*** Materials provided ***

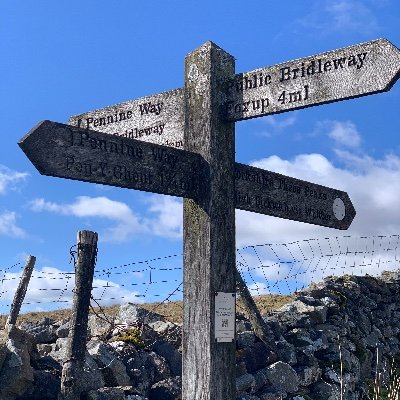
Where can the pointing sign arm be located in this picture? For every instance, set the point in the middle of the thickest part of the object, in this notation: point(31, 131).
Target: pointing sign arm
point(68, 152)
point(269, 193)
point(354, 71)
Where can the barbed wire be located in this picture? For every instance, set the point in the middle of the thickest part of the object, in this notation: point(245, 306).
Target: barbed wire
point(274, 268)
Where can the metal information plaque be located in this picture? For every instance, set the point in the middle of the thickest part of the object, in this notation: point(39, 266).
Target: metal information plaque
point(225, 311)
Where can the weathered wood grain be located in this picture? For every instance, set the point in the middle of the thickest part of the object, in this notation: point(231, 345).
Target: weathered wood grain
point(73, 377)
point(270, 193)
point(68, 152)
point(209, 228)
point(346, 73)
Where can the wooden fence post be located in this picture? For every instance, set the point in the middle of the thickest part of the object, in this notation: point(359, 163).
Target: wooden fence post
point(208, 229)
point(260, 328)
point(73, 366)
point(20, 292)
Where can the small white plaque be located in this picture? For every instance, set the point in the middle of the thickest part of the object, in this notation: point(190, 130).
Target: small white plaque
point(225, 313)
point(339, 209)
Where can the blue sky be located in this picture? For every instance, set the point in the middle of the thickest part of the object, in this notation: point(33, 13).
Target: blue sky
point(64, 58)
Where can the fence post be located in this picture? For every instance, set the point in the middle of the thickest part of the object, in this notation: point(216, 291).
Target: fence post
point(72, 380)
point(208, 228)
point(21, 291)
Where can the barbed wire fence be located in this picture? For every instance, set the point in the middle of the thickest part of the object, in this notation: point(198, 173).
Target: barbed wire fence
point(278, 269)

***

Reproduce every line above verbatim, leaving out the pictures.

Response to the exercise:
Where can the pointing sign arm be located in this picture? For every instance, set the point in the middle of the thickest part of the object, in this notation: point(31, 131).
Target: pointing sign arm
point(68, 152)
point(269, 193)
point(354, 71)
Where can the barbed wire be located in this picture? For every instance, set the point in the middle of the thickest part of the object, in this notation: point(245, 306).
Target: barbed wire
point(274, 268)
Where can the metal information plaque be located in this picture? For every instance, set the point in the middle of the thickest part of the object, in this notation: point(39, 266).
Target: metal information plaque
point(225, 311)
Where can the weathered wood grain be located in this picture? For every instance, set the point in the middle of the thickest part of the object, in this notation: point(231, 345).
Target: weathered wood grain
point(73, 377)
point(270, 193)
point(68, 152)
point(209, 228)
point(346, 73)
Where can the wooden fence post be located in this picture? For every instance, set the point in the middle of the thickest part of the object, in this notation: point(359, 163).
Target: wooden fence post
point(208, 229)
point(260, 328)
point(73, 366)
point(20, 292)
Where can the small white plaque be located in this picture? For every instance, set the point in the middle of the thickest part of the object, in this notation: point(190, 130).
Target: small white plaque
point(225, 313)
point(339, 209)
Where can the blue sky be located in this picture? For every instance, set the point in the middle of the thickest part of the object, in this notation: point(33, 13).
Target: blue sky
point(64, 58)
Where can the fence post be located in this picture? For every instance, set the point in the middle of the thickest part of the object, in this notation: point(216, 291).
Target: fence post
point(72, 380)
point(208, 228)
point(21, 291)
Where can the barbed wire fence be located in this picture? For every instance, set the point in the middle of the thickest part of the object, in this notation: point(198, 173).
Target: barbed wire fence
point(278, 269)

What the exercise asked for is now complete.